[Stored entries]

• • • • • • •

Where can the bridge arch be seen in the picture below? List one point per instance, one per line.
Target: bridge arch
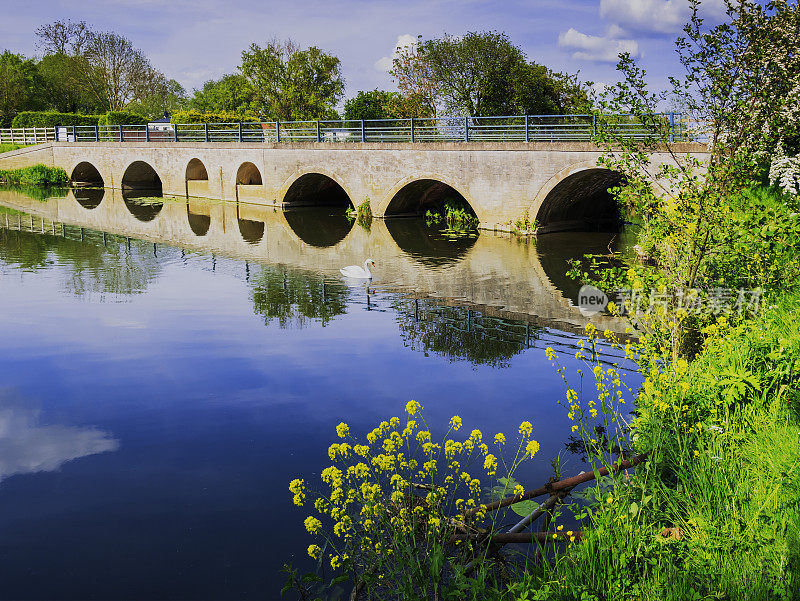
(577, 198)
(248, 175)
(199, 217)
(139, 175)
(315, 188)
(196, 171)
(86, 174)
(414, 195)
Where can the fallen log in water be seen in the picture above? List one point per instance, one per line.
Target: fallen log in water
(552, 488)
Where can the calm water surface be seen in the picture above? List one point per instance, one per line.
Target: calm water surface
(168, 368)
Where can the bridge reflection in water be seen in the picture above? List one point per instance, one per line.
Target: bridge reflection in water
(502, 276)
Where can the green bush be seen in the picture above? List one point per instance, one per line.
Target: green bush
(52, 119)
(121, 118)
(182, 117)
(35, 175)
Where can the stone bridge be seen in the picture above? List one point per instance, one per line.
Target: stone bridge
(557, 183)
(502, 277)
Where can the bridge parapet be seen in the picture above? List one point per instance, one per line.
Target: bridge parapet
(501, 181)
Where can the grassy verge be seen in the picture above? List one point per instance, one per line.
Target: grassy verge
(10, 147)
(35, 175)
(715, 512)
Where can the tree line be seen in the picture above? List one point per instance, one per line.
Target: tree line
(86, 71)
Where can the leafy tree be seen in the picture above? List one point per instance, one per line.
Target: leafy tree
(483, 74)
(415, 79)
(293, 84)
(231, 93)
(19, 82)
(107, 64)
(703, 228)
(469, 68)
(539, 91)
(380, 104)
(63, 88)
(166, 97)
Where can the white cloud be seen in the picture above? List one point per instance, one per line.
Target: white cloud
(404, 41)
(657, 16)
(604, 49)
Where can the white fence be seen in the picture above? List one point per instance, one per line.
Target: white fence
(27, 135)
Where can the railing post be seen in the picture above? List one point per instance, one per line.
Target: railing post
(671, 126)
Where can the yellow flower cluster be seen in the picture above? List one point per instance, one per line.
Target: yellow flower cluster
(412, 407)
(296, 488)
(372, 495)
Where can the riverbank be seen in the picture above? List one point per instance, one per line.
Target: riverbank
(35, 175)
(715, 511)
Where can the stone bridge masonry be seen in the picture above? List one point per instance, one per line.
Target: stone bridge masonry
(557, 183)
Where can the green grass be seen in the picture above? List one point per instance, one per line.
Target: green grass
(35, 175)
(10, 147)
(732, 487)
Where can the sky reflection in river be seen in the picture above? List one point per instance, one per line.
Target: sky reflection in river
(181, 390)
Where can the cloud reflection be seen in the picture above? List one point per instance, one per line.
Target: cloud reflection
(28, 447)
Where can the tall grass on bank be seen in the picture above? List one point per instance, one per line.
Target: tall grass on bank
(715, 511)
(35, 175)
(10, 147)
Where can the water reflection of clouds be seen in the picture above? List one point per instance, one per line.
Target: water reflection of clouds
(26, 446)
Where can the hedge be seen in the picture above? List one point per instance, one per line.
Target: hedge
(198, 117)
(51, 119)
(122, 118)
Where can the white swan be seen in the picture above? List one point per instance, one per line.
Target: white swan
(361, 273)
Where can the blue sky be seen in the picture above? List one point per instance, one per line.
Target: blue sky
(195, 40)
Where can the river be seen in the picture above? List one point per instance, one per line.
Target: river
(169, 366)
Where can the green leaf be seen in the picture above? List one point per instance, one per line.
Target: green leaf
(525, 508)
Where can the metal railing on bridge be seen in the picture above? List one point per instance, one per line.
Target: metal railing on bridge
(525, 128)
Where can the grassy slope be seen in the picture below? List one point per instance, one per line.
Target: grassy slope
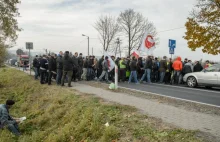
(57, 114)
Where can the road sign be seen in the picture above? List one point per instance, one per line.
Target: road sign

• • • • • • •

> Work item
Could you retype every record exactly, leaving the pictures out?

> Task answer
Where can the bridge arch be seen in the picture below? List one point per instance, one per line.
Target: bridge arch
(577, 198)
(248, 175)
(199, 217)
(139, 175)
(315, 188)
(196, 171)
(86, 174)
(414, 195)
Where can the fallen log in water be seen in the picture above? List one point per instance, one per line.
Target: fallen log in water
(552, 488)
Where can the calm water surface be seen in the picture above? List one point per instance, one per line.
Target: calm water surface
(168, 368)
Where can the bridge reflection in water be seen in the picture above? List one point per instance, one per line.
Target: bridge reflection in water
(502, 276)
Where can the green bush be seen in the picture above? List one point per instance, one per line.
Target: green bush
(52, 119)
(121, 118)
(182, 117)
(35, 175)
Where can the stone bridge be seen in the picture above? List one point per instance, one per line.
Target: stone bridge
(557, 183)
(502, 277)
Where can the bridge parapet be seen in the picture above? List one point per instance, one per line.
Target: bridge parapet
(501, 181)
Where can the grassy verge be seen in the picture above? List one point per instance, one per line.
Target: grassy verge
(10, 147)
(35, 175)
(715, 512)
Where can the tree line be seen in the picture above? List one point per instance, one per line.
Target: tree line
(86, 71)
Where can the leafy tree be seen in the picture above? List one point per instance, one per line.
Target: leafy tree
(483, 74)
(415, 79)
(293, 84)
(231, 93)
(19, 82)
(107, 64)
(703, 228)
(469, 68)
(539, 91)
(380, 104)
(63, 88)
(166, 97)
Where can the white cloud be seen in the picture above? List one point per instance, one per line.
Target: white cloud
(404, 41)
(657, 16)
(604, 49)
Where can the white fence be seen in the picture above? List one point per instance, one per line.
Target: white fence
(27, 135)
Where can the railing post be seen in the picture above? List one point per instance, one per line.
Target: railing post
(671, 126)
Where can the yellow flower cluster be seen in the picture above? List one point per instance, one per line.
Target: yellow flower cluster
(412, 407)
(296, 488)
(372, 495)
Where can the riverbank be seen in the picture above? List one point per instance, one per line.
Target: riverbank
(35, 175)
(715, 511)
Where can the stone bridge masonry be seen in the picture above? List one point per instance, one per line.
Target: stone bridge masonry
(557, 183)
Where can the green grass be seen in the picture above? List one point per instance, one per line.
Target: green grass
(35, 175)
(10, 147)
(732, 487)
Where can the sky reflection in river be seen in the picture above? List one point per instance, one per line.
Target: sky reflection in river
(181, 390)
Where can the cloud reflection be seen in the picture above? List one point per instance, one per line.
Target: cloud reflection
(28, 447)
Where can the tall grass on bank be seen in the picture above? List one point per instance, one per line.
Target: tall grass on bank
(715, 511)
(35, 175)
(10, 147)
Where can the water reflection of clouds be seen in the picture above? List one point per instance, one per line.
Target: water reflection of clouds
(26, 446)
Where can the hedge be seen in the picture above? List one point per instance, one per line.
Target: hedge
(198, 117)
(51, 119)
(122, 118)
Where can the white swan be seen in the picture above? List one point per instance, one per line.
Target: white swan
(361, 273)
Where can the blue sky be seen in the picture above? List one point per instance, one per line.
Target: blue sky
(195, 40)
Where can the river be seen in the picture above? List one point per instance, one per line.
Target: river
(169, 366)
Where can the green leaf be seen in the picture above? List one point per instance, one per line.
Target: green leaf
(525, 508)
Where can the metal railing on bridge be seen in the picture above? List one point per instance, one per line.
Target: metal railing on bridge
(525, 128)
Where can the grassy slope be seen in the picture below? List one point per instance, one per line.
Target: grassy slope
(57, 114)
Where can the road sign be seen in the picture above? List one point per instance, one per line.
Target: road sign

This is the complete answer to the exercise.